=== DATA FOR THE TASK ===

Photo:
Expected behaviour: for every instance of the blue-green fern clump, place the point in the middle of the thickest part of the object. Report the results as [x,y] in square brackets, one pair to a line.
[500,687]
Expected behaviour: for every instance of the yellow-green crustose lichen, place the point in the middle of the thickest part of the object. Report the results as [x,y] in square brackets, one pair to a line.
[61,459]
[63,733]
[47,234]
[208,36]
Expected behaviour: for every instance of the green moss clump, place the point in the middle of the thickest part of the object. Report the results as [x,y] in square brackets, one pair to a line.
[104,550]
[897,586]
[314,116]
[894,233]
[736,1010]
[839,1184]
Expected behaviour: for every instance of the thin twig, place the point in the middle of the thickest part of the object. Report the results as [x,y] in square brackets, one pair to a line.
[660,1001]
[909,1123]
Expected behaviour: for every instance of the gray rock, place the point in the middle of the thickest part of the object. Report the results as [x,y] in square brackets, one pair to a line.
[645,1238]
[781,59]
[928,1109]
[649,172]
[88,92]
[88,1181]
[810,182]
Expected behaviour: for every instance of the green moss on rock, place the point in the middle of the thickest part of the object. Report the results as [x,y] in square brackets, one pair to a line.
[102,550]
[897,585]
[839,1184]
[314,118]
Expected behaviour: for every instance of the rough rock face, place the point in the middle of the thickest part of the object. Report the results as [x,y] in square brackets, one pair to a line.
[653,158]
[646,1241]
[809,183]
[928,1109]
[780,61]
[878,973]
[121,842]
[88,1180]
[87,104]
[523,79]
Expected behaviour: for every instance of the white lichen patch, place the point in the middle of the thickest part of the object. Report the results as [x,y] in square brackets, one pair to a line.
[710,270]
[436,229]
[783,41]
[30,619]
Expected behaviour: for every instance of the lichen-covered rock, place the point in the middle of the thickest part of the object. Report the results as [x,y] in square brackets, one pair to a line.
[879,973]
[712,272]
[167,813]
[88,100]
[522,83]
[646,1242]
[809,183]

===

- ASSIGNMENT: Every record above is to be copied exactly.

- SOLUTION TO THIS TASK:
Photo:
Expected behaviour: for every instance of the blue-green fern clump, place the point in the middle of the thickest part of the object. Report the results as [x,y] in square brackets, one pair to a line.
[500,687]
Expected behaviour: for every instance of the yellow-green crustose lichen, place the point in the middle of the thickest part of the object. Report the results as [x,y] in square brackets, one pair to a line.
[61,459]
[63,733]
[47,234]
[208,36]
Expected behaviour: for every instance of the green moss clump, place the point in the middle of the thickest part of the object. Report the results as [x,y] in square brackets, one pair to a line.
[104,550]
[897,586]
[314,116]
[894,233]
[736,1010]
[839,1184]
Expected behaviour: for every instance of the thin twig, place the point in the middle of the thickest part of the object. Report the results as [x,y] in square brackets, one pair to a line.
[660,1001]
[909,1123]
Expected behaviour: for every instance of the gray rock, place the point in the middle of the thickest part of the object. Report the results as [x,y] in square brackets, one pair to a line.
[645,1238]
[781,59]
[928,1109]
[649,172]
[88,92]
[88,1181]
[810,182]
Expected behaviour: for every instance of the green moss on rock, place the point in the middle of the thickest part of the object. Report the results as [x,y] in square brackets, one pair to a line.
[102,550]
[897,585]
[839,1184]
[314,118]
Expected behaviour: for every instance of the rough rock face, place the point in the middle of the thickest part of the object. Report the results as [x,y] in square brackets, one pair to a line.
[653,158]
[646,1241]
[809,183]
[928,1109]
[780,61]
[878,973]
[121,842]
[88,1180]
[87,104]
[523,79]
Expected behaviour: for every instance of the white lichen patch, place the point in the middle of the thickest part of the object. Report the results as [x,y] in square brackets, one pair to a line.
[710,270]
[436,229]
[783,41]
[30,619]
Expected behaviour: for every instance of the lichen-covered rock, place the point in the middle of the thickest part of the object. Report the results as [x,y] in square brackets, one pair to a line.
[879,973]
[712,272]
[167,813]
[88,100]
[522,83]
[646,1242]
[809,183]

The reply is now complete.